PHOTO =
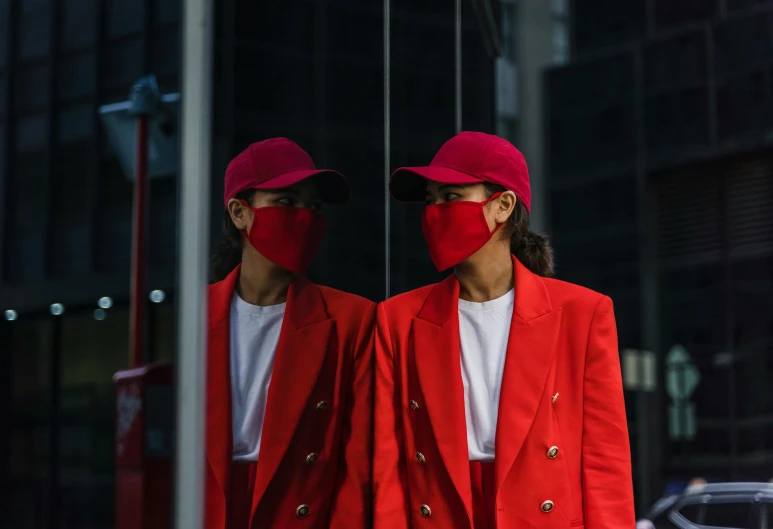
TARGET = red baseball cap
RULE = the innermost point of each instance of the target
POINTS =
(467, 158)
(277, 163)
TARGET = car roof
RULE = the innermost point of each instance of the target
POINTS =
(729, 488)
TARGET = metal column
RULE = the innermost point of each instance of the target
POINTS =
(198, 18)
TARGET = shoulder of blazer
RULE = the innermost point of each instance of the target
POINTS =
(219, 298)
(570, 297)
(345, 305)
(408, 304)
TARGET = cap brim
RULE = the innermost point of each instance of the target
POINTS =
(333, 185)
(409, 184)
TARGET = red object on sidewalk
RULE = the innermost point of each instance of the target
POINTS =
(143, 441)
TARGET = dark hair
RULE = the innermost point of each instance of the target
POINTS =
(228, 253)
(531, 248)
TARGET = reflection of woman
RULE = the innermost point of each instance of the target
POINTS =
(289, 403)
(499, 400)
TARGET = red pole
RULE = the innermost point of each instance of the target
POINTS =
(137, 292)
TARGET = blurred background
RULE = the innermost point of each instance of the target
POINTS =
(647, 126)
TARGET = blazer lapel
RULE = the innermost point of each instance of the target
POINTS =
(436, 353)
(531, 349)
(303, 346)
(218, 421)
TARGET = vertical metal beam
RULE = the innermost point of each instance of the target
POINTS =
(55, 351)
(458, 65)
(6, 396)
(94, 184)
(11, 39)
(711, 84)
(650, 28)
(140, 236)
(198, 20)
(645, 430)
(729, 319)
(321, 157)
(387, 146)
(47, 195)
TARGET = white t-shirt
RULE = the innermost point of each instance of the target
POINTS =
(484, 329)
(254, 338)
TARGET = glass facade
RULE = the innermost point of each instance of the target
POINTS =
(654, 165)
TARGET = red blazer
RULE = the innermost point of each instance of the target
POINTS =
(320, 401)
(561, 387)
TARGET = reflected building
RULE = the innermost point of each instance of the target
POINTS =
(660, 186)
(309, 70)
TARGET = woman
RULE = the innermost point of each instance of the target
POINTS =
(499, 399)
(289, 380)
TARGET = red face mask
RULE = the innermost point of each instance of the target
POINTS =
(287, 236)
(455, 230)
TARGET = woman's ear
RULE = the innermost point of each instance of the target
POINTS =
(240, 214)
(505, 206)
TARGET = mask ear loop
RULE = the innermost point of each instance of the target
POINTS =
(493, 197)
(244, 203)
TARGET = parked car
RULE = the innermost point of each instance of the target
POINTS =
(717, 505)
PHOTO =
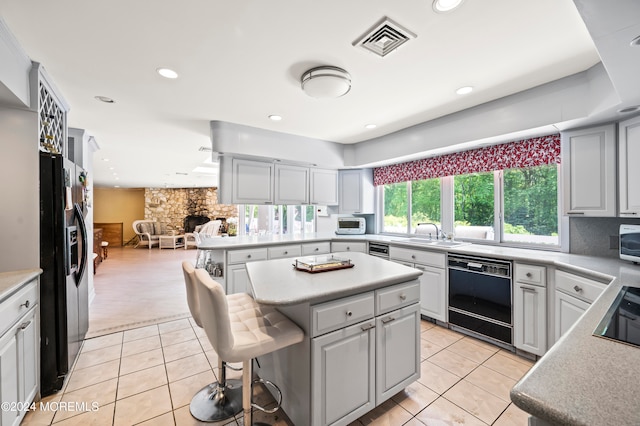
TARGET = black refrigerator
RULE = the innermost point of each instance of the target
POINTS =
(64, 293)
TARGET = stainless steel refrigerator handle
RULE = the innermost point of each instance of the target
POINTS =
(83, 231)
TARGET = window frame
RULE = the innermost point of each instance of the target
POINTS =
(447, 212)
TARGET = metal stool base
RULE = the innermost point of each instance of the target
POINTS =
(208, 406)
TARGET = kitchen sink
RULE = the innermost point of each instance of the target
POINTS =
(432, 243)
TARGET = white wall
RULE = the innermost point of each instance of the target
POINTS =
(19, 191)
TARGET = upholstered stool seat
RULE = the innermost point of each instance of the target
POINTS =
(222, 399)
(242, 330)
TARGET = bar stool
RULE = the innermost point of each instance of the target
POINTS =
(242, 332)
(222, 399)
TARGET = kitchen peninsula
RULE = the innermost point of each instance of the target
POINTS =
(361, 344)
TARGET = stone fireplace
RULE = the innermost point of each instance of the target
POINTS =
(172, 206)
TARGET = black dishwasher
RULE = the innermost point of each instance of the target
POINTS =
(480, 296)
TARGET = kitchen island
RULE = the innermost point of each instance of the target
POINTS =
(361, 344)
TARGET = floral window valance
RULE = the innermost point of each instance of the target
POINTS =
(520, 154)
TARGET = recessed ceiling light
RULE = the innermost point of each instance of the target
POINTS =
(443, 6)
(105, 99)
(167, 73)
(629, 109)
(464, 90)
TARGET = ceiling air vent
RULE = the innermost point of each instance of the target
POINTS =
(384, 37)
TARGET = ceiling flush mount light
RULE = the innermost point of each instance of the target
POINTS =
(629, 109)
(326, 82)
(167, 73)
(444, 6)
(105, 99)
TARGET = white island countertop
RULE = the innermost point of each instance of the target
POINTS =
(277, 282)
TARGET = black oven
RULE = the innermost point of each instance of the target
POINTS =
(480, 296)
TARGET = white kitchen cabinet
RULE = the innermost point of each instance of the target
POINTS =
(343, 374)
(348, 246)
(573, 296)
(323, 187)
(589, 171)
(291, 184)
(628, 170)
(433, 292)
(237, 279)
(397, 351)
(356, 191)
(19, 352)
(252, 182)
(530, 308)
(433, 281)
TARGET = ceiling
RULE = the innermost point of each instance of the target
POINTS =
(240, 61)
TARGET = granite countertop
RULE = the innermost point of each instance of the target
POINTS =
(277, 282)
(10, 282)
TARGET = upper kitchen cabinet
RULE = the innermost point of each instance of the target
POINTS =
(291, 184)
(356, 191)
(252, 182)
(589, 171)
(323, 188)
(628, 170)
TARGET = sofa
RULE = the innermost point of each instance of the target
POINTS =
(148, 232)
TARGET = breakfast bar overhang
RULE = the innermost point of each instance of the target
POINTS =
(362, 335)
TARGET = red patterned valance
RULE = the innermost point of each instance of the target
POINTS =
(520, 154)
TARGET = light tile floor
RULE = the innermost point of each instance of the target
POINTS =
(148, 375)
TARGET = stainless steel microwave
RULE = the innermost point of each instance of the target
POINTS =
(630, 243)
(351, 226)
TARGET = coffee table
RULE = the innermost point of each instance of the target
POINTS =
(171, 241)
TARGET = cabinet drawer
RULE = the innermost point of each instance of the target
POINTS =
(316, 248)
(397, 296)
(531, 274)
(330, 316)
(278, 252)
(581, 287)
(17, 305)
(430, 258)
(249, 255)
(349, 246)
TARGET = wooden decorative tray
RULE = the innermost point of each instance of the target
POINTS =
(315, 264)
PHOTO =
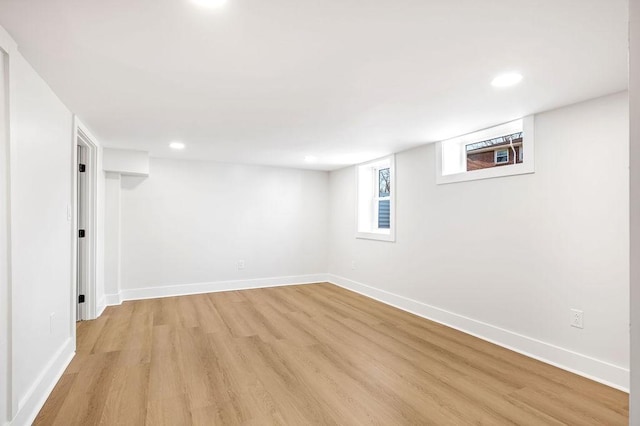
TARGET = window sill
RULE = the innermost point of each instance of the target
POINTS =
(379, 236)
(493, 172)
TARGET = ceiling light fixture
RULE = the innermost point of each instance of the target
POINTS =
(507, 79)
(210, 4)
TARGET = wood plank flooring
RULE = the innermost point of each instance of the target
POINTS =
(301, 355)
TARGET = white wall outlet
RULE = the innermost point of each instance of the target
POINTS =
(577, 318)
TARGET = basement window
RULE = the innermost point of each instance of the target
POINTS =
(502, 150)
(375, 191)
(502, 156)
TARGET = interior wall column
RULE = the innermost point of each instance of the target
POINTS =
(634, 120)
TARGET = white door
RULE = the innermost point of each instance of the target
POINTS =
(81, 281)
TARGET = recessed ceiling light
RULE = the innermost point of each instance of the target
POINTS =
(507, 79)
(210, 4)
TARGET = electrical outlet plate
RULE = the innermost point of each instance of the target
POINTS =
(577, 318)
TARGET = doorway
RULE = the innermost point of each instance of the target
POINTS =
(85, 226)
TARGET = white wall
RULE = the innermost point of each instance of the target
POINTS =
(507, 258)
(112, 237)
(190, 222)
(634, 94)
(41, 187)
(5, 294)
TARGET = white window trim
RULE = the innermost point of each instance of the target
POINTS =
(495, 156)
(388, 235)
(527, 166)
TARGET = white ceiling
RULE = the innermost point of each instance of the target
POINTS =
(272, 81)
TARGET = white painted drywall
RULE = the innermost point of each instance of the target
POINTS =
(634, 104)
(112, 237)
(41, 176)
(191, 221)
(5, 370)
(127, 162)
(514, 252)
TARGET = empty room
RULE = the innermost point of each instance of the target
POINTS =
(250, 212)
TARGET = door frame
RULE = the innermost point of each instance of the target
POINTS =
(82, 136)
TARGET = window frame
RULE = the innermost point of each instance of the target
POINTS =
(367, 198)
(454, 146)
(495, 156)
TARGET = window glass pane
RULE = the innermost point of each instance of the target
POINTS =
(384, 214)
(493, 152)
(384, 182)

——

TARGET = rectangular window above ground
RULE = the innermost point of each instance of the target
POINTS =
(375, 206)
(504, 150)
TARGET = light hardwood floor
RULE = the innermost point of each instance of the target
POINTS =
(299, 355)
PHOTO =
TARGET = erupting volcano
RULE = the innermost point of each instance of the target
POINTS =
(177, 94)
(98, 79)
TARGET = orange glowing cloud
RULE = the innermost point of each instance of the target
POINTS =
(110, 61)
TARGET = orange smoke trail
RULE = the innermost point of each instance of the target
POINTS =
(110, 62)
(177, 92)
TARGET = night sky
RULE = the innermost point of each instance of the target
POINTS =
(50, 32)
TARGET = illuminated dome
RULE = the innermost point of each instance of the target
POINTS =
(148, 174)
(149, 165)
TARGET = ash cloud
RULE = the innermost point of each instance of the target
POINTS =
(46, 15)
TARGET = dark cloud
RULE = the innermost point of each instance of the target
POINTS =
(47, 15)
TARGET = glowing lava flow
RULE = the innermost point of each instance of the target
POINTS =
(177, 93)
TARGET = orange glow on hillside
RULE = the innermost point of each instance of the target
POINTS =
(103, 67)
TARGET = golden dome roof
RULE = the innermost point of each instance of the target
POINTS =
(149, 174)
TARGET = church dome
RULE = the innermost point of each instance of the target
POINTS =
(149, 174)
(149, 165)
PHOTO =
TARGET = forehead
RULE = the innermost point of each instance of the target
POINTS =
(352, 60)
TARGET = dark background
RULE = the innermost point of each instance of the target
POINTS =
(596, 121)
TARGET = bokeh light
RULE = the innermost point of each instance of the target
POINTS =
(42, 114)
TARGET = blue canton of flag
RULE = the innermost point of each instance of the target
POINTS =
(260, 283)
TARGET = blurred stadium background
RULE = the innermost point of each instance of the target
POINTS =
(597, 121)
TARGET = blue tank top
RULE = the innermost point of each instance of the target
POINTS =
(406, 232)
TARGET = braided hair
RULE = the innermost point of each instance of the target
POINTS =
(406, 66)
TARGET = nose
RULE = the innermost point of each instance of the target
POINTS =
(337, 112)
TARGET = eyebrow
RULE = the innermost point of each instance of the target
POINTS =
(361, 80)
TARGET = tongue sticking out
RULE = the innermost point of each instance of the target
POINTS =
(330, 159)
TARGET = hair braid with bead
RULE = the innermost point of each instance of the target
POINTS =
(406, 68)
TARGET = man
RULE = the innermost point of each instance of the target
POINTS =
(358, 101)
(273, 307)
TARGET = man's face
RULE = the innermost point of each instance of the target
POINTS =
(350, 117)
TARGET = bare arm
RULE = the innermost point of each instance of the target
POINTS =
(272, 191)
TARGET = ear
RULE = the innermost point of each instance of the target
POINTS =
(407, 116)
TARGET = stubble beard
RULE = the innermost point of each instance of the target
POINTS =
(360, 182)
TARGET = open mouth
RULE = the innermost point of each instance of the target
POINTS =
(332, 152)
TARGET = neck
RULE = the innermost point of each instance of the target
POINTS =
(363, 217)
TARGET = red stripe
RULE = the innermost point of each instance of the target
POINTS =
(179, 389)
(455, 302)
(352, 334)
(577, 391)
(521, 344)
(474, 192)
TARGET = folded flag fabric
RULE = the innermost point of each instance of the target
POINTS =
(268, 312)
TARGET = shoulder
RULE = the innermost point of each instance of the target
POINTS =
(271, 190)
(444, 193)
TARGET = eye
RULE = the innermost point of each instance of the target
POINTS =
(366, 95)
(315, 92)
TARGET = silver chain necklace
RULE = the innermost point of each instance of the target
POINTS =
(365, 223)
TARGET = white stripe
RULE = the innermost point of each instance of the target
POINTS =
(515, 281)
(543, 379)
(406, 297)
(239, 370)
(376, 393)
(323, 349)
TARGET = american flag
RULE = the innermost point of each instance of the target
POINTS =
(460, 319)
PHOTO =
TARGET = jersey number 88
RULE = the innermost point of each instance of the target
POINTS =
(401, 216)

——

How many lines in the data above contain the word "blue" when you count only matches with the same case? Reply with the number alone.

2